▶ **WORK TO COMPLETE**:
1. Decide whether each statement agrees with the Let's Encrypt text: (a) Let's Encrypt will support Wildcard certificates at launch; (b) EV certificates are the only kind that activate the Green Address Bar; (c) Domain Validated certificates involve vetting of business information. Answer yes or no for each and quote the deciding words.
2. Echo word for word the part of the Let's Encrypt text that opens with the words containing "Of course we" and closes with "the web: Authentication.".

▶ **TEXT EXCERPT**:
A new Certificate Authority, Let’s Encrypt, is here and will soon begin offering free DV SSL Certificates.
Let’s Encrypt is a new non-profit Certificate Authority (CA) sponsored and founded by industry advocates; such as, the Electronic Frontier Foundation (EFF), Mozilla, and the Internet Security Research Group (ISRG). Let’s Encrypt will be launching very soon and will be offering free SSL certificates.
Of course we are strong supporters of universal encryption and hope that Let’s Encrypt will lower barriers for websites that can’t afford existing SSL options. However, we do not think Let’s Encrypt should be a viable option for commercial use of any kind, you should continue to buy from established Certificate Authorities (CAs) such as Symantec, Comodo, GeoTrust, RapidSSL and Thawte. Especially since the pricing for basic encryption/Domain Validated (DV) certificates are available for extremely low and affordable rates and still carry a strong brand name recognized by most web users. Also, Let’s Encrypt will not be able to provide a few major types of SSL certificate solutions, like Extended Validation (EV) or multi-domain certificates and we definitely don’t think that a free certificate solves a user’s most pressing problem when browsing on the web: Authentication.
Let’s Encrypt Will Have Major Limitations
Unfortunately, Let’s Encrypt will have some very notable limitations due to their limited funding and infrastructure. Because they will only be offering free certificates, they will only be able to provide automated, basic encryption only/Domain Validated (DV) SSL certificates with no other frills that typically come with SSL certificates.
These limited certificates only confirm the ownership of your domain, and don’t involve any vetting of your business information (which typically takes a validation expert’s time and effort to manually verify) or any additional features found in basic certificates, like a site seal or a warranty. In general, businesses that want to offer their potential customers an additional layer of safety & security like activating all SSL indicators in browser or from promoting authentication should opt for OV or EV certificates from trusted 3rd party security companies/commercial CAs such as Symantec and Comodo.
EV certificates (like the one we use on our website) are the only kind that activate the Green Address Bar, the most prominent SSL indicator in the world, which proudly displays your business name and location next to your URL in web browsers in green. Green means go in all languages and for all ages!
Many of the largest companies in the world use EV SSL certificates because they are better equipped to communicate trust and security to the general website visitors. Twitter, Apple, and PayPal, for example, all use EV SSL to ensure users have absolutely no doubt they are on the official and intended website. Banks almost exclusively use EV SSL because EV certificates are less vulnerable to unauthorized issuance and phishing attacks. The green bar cannot be duplicated by a hacker at all.
Also, Let’s Encrypt won’t have support for Wildcard SSL certificates at launch. Wildcard certificates allow you to protect subdomains of your choice, indicated by the use of an “*” (giving you the option to extend SSL security to the location of the asterisk, such as “*.domain.com” or “*.employeeportal.domain.com”). These certificates are incredibly versatile and an efficient option for management reasons. For some websites, they can actually be the only option if they need to have immediate SSL security on new subdomains.
We believe these are major limitations which will exclude a notable number of users and use-cases from even trying out the certificate.

Records from an annotation dataset:
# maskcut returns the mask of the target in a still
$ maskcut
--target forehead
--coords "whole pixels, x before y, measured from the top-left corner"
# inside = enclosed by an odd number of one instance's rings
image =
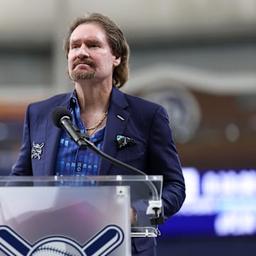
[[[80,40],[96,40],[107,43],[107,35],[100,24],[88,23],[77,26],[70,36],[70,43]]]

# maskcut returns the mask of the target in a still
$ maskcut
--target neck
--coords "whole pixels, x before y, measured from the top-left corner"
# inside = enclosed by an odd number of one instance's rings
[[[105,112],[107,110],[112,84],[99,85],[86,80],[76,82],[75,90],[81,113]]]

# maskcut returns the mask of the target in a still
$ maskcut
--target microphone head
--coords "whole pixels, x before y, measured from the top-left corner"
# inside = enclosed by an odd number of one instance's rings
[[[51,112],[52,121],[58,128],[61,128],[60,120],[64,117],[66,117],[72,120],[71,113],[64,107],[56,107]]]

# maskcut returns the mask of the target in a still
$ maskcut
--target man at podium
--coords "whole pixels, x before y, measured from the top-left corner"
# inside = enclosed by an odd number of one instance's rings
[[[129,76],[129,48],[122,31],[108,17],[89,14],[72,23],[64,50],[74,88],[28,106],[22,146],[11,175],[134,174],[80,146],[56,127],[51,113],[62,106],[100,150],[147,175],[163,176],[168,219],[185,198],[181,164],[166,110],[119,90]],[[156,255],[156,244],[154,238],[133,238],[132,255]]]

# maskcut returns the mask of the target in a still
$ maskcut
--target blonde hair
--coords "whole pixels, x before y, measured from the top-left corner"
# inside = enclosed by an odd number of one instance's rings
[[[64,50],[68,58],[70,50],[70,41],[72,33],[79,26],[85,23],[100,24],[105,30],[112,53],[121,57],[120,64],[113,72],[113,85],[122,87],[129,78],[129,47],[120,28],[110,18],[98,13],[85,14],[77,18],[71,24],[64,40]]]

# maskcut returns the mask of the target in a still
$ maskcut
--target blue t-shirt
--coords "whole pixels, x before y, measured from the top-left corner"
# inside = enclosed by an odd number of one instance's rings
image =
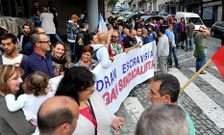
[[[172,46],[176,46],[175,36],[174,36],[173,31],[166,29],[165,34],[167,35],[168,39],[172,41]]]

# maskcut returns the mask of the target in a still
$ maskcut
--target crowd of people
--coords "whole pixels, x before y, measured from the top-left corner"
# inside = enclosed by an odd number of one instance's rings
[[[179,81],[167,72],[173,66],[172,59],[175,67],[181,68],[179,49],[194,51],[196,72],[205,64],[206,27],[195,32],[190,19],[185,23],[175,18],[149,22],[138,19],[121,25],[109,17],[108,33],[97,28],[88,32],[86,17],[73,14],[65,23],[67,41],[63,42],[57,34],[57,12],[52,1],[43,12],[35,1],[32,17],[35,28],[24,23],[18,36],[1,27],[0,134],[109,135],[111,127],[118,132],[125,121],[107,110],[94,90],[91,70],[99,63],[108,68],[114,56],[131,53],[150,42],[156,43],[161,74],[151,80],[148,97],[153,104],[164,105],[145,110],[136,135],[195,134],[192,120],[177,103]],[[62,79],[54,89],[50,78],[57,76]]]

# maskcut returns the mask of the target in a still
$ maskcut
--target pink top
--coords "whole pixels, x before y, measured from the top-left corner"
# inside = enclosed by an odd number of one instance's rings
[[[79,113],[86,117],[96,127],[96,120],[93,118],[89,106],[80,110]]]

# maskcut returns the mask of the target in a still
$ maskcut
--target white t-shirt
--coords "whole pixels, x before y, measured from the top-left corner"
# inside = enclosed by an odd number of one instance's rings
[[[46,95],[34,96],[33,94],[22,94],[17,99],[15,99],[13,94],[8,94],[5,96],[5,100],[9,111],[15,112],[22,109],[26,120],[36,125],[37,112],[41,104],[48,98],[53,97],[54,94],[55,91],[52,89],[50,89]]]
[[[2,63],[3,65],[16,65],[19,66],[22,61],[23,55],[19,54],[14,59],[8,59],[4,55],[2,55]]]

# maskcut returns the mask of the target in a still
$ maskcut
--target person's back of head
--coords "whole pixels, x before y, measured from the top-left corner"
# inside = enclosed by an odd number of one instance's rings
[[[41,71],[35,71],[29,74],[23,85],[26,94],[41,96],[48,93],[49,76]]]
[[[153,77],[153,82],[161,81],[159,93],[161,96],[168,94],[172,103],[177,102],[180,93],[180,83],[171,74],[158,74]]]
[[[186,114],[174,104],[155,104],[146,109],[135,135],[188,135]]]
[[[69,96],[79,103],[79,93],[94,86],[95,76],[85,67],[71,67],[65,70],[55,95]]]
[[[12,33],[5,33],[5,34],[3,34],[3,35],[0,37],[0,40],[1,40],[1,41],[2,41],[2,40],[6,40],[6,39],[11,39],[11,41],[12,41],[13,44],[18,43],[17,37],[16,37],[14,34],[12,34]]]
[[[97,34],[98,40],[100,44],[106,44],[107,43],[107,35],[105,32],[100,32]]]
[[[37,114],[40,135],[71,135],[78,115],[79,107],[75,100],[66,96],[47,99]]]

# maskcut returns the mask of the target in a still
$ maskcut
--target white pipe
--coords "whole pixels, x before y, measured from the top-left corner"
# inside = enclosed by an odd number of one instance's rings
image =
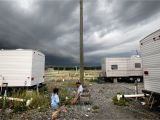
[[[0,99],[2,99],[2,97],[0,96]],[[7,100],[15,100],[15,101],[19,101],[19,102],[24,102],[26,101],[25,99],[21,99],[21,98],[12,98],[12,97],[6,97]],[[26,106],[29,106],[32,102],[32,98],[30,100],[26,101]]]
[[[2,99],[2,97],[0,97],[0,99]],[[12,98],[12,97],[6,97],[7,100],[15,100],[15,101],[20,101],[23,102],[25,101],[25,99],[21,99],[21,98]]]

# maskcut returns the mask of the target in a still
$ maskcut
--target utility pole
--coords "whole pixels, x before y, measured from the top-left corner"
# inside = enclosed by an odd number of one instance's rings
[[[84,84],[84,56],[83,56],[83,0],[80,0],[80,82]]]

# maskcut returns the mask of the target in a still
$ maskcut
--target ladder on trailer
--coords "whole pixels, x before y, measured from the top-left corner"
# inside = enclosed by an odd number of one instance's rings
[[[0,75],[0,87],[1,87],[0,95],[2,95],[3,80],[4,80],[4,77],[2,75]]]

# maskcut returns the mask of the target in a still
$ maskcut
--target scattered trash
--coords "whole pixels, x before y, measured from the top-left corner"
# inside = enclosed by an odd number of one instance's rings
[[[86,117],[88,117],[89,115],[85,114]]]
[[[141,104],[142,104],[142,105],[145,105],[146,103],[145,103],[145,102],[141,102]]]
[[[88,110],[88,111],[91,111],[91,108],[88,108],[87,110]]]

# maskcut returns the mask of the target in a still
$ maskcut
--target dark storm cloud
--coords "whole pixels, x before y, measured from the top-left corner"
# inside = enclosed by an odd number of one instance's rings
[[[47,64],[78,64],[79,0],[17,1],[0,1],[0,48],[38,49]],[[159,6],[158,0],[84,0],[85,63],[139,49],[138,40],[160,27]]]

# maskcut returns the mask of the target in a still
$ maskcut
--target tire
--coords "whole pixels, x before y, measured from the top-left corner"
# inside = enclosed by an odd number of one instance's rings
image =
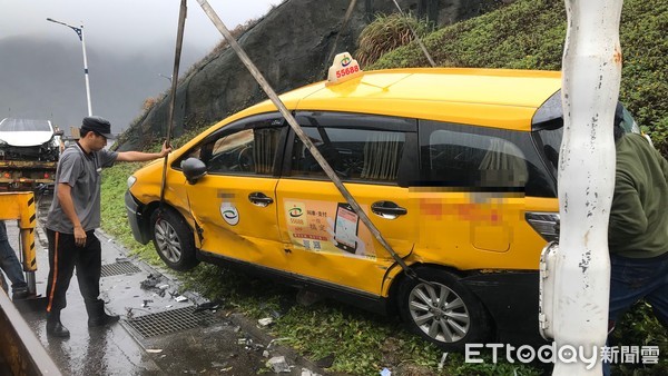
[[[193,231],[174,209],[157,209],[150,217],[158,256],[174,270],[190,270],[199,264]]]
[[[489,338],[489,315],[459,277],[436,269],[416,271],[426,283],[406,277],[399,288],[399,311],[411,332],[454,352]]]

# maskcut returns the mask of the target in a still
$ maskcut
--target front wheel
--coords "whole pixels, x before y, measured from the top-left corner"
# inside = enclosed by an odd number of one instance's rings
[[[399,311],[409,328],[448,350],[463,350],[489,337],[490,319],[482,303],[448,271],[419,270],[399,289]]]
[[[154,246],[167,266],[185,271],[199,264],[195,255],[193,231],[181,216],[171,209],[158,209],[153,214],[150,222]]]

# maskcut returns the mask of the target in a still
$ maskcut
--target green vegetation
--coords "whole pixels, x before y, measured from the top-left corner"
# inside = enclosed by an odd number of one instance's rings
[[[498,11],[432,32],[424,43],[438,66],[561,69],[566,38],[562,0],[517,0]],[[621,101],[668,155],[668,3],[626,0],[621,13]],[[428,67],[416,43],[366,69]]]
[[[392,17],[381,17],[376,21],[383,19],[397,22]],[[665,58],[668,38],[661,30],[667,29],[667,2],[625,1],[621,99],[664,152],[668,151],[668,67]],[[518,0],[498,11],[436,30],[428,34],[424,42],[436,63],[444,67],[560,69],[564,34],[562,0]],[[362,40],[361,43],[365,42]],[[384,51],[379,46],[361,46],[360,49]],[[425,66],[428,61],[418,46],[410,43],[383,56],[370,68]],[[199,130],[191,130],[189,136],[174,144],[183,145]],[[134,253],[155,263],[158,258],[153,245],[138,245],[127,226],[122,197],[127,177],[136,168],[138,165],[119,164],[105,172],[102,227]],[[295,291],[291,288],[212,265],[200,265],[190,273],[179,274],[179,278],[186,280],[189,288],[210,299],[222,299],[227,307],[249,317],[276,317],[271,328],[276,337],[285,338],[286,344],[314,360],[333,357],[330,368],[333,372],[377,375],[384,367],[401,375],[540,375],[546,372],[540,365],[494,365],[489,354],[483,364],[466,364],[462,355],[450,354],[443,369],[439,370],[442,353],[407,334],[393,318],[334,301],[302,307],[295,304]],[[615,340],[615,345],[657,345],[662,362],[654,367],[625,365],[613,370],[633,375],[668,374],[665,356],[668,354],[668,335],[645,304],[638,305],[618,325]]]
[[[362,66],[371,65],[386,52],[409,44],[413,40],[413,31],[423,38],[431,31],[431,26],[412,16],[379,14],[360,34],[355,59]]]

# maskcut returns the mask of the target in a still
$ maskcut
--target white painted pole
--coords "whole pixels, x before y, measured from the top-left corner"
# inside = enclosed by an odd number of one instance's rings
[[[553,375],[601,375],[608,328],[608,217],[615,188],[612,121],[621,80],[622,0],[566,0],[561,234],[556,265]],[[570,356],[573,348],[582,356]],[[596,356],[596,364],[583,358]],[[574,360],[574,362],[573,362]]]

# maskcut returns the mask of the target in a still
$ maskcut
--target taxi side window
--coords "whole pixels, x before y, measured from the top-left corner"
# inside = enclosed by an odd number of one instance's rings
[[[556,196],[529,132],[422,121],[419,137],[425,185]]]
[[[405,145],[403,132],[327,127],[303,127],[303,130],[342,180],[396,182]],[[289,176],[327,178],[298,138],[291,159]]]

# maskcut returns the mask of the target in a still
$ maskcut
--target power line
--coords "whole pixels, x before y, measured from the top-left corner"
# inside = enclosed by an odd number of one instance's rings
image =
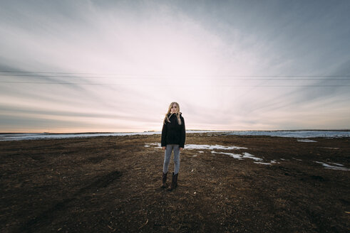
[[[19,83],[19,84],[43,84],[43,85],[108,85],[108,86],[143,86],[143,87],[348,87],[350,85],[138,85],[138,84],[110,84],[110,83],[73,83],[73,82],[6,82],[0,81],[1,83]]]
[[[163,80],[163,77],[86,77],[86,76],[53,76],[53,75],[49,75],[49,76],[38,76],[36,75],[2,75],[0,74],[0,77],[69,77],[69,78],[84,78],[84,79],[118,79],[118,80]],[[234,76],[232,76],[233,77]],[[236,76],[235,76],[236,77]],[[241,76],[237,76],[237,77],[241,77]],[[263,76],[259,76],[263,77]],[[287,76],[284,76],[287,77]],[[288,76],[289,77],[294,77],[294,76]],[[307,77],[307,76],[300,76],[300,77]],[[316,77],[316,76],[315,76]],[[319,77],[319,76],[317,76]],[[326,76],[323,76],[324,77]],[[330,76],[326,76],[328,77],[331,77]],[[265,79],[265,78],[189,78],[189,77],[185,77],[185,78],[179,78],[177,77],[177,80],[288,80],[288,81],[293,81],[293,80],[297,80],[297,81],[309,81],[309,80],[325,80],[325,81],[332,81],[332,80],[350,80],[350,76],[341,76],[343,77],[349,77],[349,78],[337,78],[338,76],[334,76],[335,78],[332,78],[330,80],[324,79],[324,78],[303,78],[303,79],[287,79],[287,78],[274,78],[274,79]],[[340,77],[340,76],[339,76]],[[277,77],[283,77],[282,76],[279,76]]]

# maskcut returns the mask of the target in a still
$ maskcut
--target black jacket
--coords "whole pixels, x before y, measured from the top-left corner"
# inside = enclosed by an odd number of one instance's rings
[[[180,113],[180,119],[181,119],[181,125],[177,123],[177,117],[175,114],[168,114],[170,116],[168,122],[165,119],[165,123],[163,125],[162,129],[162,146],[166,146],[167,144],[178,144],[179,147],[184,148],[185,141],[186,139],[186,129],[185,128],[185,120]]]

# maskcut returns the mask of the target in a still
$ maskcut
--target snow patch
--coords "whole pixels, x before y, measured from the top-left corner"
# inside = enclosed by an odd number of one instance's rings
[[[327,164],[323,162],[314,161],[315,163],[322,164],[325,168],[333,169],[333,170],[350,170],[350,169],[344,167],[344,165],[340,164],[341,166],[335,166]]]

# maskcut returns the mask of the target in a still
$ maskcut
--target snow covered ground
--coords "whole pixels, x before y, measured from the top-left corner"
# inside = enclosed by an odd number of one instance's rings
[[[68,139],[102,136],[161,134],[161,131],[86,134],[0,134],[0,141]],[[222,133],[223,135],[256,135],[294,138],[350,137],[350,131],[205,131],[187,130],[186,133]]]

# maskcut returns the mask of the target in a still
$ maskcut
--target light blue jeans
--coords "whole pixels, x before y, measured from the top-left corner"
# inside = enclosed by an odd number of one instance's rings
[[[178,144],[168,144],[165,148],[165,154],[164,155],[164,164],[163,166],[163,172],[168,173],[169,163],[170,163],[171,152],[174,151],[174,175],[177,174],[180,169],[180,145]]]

▶ **THE RESULTS**:
1.
(a) No: "Let’s Encrypt won’t have support for Wildcard SSL certificates at launch."
(b) Yes: "EV certificates (like the one we use on our website) are the only kind that activate the Green Address Bar"
(c) No: "These limited certificates only confirm the ownership of your domain, and don’t involve any vetting of your business information"

2.
Of course we are strong supporters of universal encryption and hope that Let’s Encrypt will lower barriers for websites that can’t afford existing SSL options. However, we do not think Let’s Encrypt should be a viable option for commercial use of any kind, you should continue to buy from established Certificate Authorities (CAs) such as Symantec, Comodo, GeoTrust, RapidSSL and Thawte. Especially since the pricing for basic encryption/Domain Validated (DV) certificates are available for extremely low and affordable rates and still carry a strong brand name recognized by most web users. Also, Let’s Encrypt will not be able to provide a few major types of SSL certificate solutions, like Extended Validation (EV) or multi-domain certificates and we definitely don’t think that a free certificate solves a user’s most pressing problem when browsing on the web: Authentication.